## [READING TEXT]
□ □ □ □ □ □ □

What Managers Get Wrong About Workplace Harmony
Most managers hate conflict. They see a nickname like "Auntie" and think, "Oh, they're just like a family here." Stop doing that. Your office isn't a family. It's a professional entity governed by contracts and statutes.
When Shah complained, the management at Advinia Care had a choice. They could have shut it down immediately. They could have enforced a professional naming standard. Instead, the behavior persisted. This is where most businesses trip up. They wait for a formal grievance before they act on "minor" comments. By then, the damage is done. The "Auntie" comment was found to be a "detriment" to Shah, contributing to her eventual resignation and claim of constructive unfair dismissal.
The tribunal's decision highlights a major blind spot in HR training. We spend plenty of time talking about obvious slurs. We spend almost zero time talking about "respectful" terms that undermine a person’s standing. If a nickname makes a person feel older, slower, or "different" than the rest of the team, it's a problem.
The Cost of Getting It Wrong
Advinia Care now faces the fallout of this ruling. Beyond the financial compensation—which is still being calculated—there's the brand damage. They’re now the company that allowed an employee to be harassed with "polite" nicknames.
It’s a reminder that the "reasonable person" test in law is evolving. A reasonable person in 2026 understands that workplace boundaries are firmer than they used to be. You don't get a pass for being "old school" or "culturally traditional." If your behavior makes a colleague feel less than, the law will side with them.
Shah's case also included claims of victimisation. She felt that after she raised concerns, the treatment got worse. This is a classic management fail. When an employee flags a problem, the response shouldn't be to get defensive. It should be to fix the behavior. The tribunal found that some of the actions taken against Shah after her complaints were indeed retaliatory.

□ □ □ □ □ □ □

## [EXTRACTED DATA]
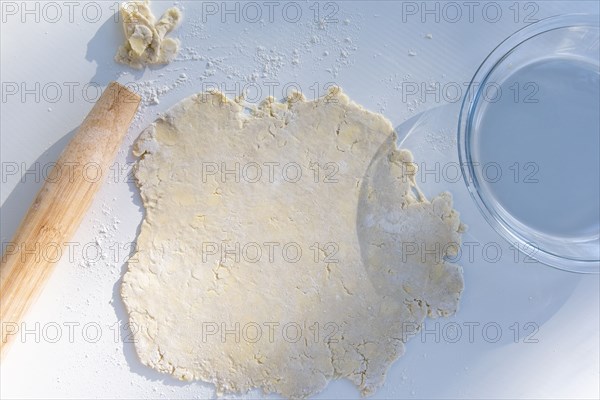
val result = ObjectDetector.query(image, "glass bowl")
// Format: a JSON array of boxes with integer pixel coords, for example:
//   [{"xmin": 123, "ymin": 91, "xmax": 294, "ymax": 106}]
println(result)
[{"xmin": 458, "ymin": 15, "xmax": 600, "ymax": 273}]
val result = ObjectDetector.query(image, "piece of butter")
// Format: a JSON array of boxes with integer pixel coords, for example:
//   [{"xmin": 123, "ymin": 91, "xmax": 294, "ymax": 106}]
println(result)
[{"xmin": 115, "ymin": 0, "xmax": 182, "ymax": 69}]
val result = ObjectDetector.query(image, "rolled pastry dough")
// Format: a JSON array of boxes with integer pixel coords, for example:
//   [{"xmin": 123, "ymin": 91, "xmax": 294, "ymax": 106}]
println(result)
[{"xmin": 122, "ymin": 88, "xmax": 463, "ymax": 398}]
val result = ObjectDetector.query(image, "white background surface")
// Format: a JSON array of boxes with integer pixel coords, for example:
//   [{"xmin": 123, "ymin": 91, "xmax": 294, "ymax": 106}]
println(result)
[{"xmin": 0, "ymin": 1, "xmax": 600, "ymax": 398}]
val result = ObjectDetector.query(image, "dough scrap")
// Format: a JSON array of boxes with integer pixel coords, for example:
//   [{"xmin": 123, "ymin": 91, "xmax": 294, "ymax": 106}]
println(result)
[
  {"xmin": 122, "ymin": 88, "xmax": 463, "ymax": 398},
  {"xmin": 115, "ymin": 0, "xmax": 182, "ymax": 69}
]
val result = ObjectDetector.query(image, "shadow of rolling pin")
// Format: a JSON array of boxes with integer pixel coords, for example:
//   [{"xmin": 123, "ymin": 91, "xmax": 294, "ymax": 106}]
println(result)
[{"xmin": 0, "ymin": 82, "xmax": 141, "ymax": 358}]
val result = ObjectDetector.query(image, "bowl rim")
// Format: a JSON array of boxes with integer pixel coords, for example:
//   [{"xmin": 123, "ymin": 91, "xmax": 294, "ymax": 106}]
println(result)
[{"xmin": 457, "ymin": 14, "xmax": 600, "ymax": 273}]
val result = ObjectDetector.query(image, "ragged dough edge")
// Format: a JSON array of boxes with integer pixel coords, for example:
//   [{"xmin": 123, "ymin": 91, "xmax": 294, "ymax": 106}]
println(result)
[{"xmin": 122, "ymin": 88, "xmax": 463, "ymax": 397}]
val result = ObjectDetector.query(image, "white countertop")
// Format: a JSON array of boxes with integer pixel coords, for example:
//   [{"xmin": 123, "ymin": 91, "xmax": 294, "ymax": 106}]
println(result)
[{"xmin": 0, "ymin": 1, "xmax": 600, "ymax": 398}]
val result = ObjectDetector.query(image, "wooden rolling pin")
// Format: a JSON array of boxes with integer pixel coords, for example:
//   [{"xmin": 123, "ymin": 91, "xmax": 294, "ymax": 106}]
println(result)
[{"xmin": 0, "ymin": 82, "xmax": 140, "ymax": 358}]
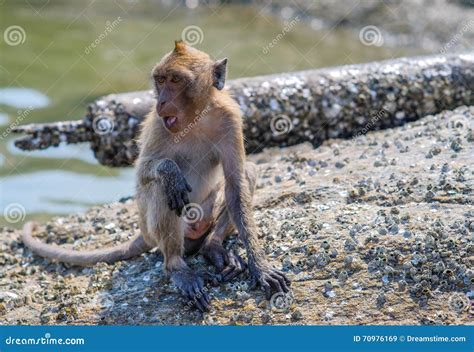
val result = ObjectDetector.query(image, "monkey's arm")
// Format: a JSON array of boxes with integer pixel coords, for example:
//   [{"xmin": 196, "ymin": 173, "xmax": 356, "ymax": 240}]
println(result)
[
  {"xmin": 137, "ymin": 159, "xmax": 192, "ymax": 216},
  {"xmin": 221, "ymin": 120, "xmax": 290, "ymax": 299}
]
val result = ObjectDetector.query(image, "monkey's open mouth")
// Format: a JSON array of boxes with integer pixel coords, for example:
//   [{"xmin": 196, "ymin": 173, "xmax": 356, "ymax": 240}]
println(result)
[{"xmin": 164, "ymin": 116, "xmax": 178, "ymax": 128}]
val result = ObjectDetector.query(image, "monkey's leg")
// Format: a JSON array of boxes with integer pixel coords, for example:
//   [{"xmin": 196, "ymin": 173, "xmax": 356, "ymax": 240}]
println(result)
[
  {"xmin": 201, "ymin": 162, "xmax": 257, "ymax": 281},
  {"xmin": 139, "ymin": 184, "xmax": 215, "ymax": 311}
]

□ □ □ □ □ □ □

## [TASK LIST]
1) According to the workplace harmony article, what did the tribunal find about some of the actions taken against Shah after her complaints?
2) Write the next part of the workplace harmony article, picking up after its final sentence.
The listing plays no part in any task here.

## [RESPONSES IN ORDER]
1) The tribunal found that they were indeed retaliatory.

2)
How to Clean Up Your Office Culture Right Now
Don't wait for a tribunal summons to audit how your team talks to each other. Start by looking at the "pet names" used in your departments. If you hear "Auntie," "Uncle," "Lad," "Girlie," or "Old Man," you have a problem.
You need to set a standard where people are referred to by their names or their professional titles. Period. It sounds cold to some, but it’s the only way to ensure everyone feels respected.
If someone uses a term like "Auntie," don't laugh it off. Call it out. Tell them that while they might mean it as a sign of respect, it’s not appropriate for the workplace. You aren't being the "fun police." You're being a professional who understands that a diverse workforce requires clear, neutral boundaries.
Check your grievance procedures. Do they account for subtle harassment? Or do they only trigger for "major" incidents? Small, repeated comments—like being called a nickname you hate every single day—can be just as damaging as a one-off shouting match. Munni Shah’s victory is a loud signal to every employer in the UK. The era of "it’s just a joke" or "it’s just my culture" is over. If the name fits the definition of harassment, you're going to pay for it.
Go through your staff handbook and make it explicit. List "unwanted nicknames related to protected characteristics" as a form of misconduct. Train your supervisors to recognize that cultural terms of endearment are for the home, not the hospital, the office, or the laundry room.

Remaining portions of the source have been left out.